• **What to work on**: Pick out every line in the data below that contains the word "sneaker" and copy those lines unchanged.
— Begin Excerpted records —
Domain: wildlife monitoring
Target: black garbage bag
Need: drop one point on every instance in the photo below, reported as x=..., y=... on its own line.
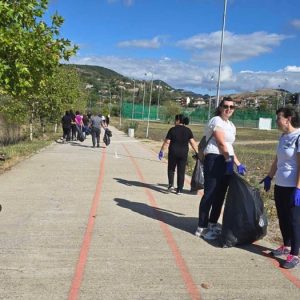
x=197, y=182
x=107, y=136
x=80, y=135
x=244, y=219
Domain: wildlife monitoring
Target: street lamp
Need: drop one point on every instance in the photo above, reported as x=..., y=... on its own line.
x=157, y=111
x=285, y=92
x=209, y=105
x=121, y=104
x=150, y=98
x=221, y=53
x=133, y=95
x=144, y=95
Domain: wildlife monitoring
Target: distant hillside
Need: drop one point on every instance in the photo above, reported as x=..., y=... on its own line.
x=101, y=78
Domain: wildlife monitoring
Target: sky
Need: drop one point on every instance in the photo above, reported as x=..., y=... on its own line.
x=178, y=41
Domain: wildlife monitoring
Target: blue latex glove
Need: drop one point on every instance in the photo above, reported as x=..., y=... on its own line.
x=229, y=167
x=241, y=169
x=160, y=155
x=296, y=197
x=267, y=183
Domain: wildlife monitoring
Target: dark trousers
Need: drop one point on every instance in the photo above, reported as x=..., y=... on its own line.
x=215, y=187
x=288, y=216
x=177, y=160
x=66, y=133
x=96, y=136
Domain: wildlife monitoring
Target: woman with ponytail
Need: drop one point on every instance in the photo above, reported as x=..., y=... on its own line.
x=178, y=139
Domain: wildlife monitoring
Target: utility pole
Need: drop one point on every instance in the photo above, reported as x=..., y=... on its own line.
x=221, y=54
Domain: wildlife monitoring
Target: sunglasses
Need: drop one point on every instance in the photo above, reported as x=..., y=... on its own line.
x=228, y=106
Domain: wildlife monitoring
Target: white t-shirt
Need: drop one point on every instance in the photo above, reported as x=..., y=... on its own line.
x=286, y=174
x=218, y=124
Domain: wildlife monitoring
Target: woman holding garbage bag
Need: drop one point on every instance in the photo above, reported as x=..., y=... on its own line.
x=178, y=138
x=286, y=167
x=218, y=163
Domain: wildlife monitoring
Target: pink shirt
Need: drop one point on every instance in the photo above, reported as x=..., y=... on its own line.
x=78, y=120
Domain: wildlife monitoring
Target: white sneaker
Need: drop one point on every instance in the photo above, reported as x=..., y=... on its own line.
x=199, y=231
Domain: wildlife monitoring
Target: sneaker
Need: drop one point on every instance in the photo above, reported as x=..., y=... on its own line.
x=282, y=250
x=291, y=262
x=199, y=231
x=215, y=227
x=171, y=188
x=178, y=191
x=211, y=232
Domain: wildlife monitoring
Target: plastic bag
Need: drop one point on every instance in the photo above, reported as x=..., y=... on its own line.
x=244, y=219
x=197, y=182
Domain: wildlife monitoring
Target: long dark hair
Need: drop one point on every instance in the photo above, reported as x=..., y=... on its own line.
x=290, y=112
x=218, y=110
x=182, y=119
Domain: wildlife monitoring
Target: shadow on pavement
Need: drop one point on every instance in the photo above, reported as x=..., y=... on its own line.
x=171, y=218
x=142, y=184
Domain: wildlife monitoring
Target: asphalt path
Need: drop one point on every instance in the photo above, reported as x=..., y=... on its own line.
x=97, y=223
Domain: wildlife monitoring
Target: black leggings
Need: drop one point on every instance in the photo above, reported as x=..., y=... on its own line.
x=215, y=187
x=288, y=216
x=177, y=160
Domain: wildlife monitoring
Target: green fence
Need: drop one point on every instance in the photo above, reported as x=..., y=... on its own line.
x=241, y=118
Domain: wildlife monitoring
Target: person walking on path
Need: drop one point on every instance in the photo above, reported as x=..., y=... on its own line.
x=73, y=126
x=219, y=159
x=178, y=138
x=66, y=125
x=286, y=167
x=96, y=124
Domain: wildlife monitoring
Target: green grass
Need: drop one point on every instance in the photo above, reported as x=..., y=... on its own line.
x=17, y=152
x=256, y=156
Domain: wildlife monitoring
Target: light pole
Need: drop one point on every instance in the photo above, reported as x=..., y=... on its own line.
x=121, y=103
x=221, y=53
x=157, y=111
x=144, y=95
x=150, y=98
x=133, y=95
x=109, y=101
x=209, y=105
x=285, y=92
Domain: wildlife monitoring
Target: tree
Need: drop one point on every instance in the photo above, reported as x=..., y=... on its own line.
x=170, y=110
x=29, y=48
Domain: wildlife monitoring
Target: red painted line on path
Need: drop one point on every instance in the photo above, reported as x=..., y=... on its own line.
x=187, y=278
x=78, y=275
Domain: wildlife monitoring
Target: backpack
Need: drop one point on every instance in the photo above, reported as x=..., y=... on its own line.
x=201, y=147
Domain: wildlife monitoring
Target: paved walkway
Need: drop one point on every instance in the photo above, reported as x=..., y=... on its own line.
x=88, y=223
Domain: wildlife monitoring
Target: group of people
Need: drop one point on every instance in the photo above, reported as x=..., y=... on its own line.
x=77, y=126
x=218, y=166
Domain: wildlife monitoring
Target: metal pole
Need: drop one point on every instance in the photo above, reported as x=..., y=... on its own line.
x=109, y=101
x=144, y=95
x=121, y=102
x=150, y=98
x=132, y=111
x=157, y=111
x=221, y=53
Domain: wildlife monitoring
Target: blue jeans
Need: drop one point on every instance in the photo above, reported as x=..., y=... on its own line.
x=215, y=187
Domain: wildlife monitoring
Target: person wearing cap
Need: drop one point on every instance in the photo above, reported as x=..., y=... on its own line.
x=178, y=138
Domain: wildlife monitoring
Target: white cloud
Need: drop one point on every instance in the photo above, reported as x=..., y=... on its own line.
x=153, y=43
x=189, y=76
x=296, y=23
x=292, y=69
x=126, y=2
x=236, y=47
— End Excerpted records —
• **Exercise result**:
Target: white sneaker
Target: sneaker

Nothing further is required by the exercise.